→ **Data provided**
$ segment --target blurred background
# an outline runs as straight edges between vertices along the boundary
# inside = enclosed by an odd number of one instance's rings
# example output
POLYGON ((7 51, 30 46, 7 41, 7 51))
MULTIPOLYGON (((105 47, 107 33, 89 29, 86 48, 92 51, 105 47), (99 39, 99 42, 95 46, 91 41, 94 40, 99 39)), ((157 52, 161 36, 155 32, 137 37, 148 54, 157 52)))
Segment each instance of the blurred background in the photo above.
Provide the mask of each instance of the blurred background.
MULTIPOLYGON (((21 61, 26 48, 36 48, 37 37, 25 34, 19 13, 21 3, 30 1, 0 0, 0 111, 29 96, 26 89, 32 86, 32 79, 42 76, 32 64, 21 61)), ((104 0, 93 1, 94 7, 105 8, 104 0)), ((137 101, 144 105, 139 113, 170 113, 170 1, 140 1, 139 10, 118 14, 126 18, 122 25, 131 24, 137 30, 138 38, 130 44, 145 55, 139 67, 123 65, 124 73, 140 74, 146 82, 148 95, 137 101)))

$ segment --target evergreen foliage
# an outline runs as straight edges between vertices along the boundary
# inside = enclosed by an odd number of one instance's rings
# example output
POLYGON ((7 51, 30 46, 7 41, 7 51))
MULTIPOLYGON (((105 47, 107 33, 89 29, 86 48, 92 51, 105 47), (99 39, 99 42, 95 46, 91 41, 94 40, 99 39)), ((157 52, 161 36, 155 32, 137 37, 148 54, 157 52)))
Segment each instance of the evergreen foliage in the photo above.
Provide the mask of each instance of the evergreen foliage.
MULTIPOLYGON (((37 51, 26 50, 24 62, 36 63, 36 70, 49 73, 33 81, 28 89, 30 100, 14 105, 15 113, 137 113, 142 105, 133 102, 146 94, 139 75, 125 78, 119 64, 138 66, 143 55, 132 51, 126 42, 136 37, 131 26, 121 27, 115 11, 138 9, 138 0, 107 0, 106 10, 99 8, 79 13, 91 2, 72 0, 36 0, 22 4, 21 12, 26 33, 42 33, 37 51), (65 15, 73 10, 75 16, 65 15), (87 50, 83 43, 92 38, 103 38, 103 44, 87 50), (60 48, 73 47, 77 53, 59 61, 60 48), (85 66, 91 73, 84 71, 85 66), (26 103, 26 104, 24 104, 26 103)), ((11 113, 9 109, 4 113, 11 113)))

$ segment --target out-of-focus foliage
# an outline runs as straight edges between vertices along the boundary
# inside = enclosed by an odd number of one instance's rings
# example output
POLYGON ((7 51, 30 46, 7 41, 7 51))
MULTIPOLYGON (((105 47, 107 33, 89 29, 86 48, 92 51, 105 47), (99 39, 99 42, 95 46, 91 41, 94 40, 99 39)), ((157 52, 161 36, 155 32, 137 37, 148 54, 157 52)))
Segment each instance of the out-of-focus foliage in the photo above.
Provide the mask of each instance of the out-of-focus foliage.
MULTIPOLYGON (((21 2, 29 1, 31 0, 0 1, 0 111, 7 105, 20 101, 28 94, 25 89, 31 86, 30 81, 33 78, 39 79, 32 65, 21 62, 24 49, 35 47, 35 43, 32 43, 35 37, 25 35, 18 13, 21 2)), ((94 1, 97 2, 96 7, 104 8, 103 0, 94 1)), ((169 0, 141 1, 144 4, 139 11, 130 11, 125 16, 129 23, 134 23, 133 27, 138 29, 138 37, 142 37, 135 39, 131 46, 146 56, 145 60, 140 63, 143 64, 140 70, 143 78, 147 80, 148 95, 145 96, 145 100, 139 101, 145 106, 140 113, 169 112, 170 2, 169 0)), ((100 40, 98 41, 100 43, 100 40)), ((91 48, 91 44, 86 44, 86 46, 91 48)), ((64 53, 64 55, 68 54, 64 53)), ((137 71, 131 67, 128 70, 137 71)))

→ **Work instruction**
Write out, unaltered, the lines from the opening of the listing through the line that includes "Segment each instance of the evergreen".

→ **Result of the task**
$ segment --target blurred background
# an outline runs as straight edges between vertices along the boundary
# inside = enclosed by an odd number of one instance's rings
# example output
POLYGON ((7 51, 30 46, 7 41, 7 51))
MULTIPOLYGON (((105 47, 107 33, 89 29, 86 48, 92 51, 105 47), (99 39, 99 42, 95 46, 91 41, 94 40, 99 39)), ((157 52, 161 36, 155 32, 137 37, 148 54, 157 52)))
Segment each instance of the blurred background in the photo above.
Provide the mask of each instance of the blurred background.
MULTIPOLYGON (((21 61, 26 48, 36 48, 37 37, 25 34, 19 13, 21 3, 30 1, 0 0, 0 111, 29 96, 26 89, 32 86, 32 79, 42 76, 32 64, 21 61)), ((104 0, 93 1, 94 7, 105 8, 104 0)), ((137 101, 144 105, 139 113, 170 113, 170 1, 140 1, 139 10, 118 14, 126 18, 122 25, 131 24, 137 30, 138 38, 130 44, 145 55, 139 67, 123 65, 124 73, 140 74, 146 82, 148 95, 137 101)))

$ segment --target evergreen foliage
# an outline runs as straight edges between vertices along the boundary
# inside = enclosed by an odd number of one instance's rings
# example output
POLYGON ((7 51, 30 46, 7 41, 7 51))
MULTIPOLYGON (((105 47, 107 33, 89 29, 86 48, 92 51, 105 47), (99 39, 99 42, 95 46, 91 41, 94 40, 99 39)), ((157 52, 161 36, 155 32, 137 37, 148 54, 157 52)))
Segment each instance of the evergreen foliage in the photo above.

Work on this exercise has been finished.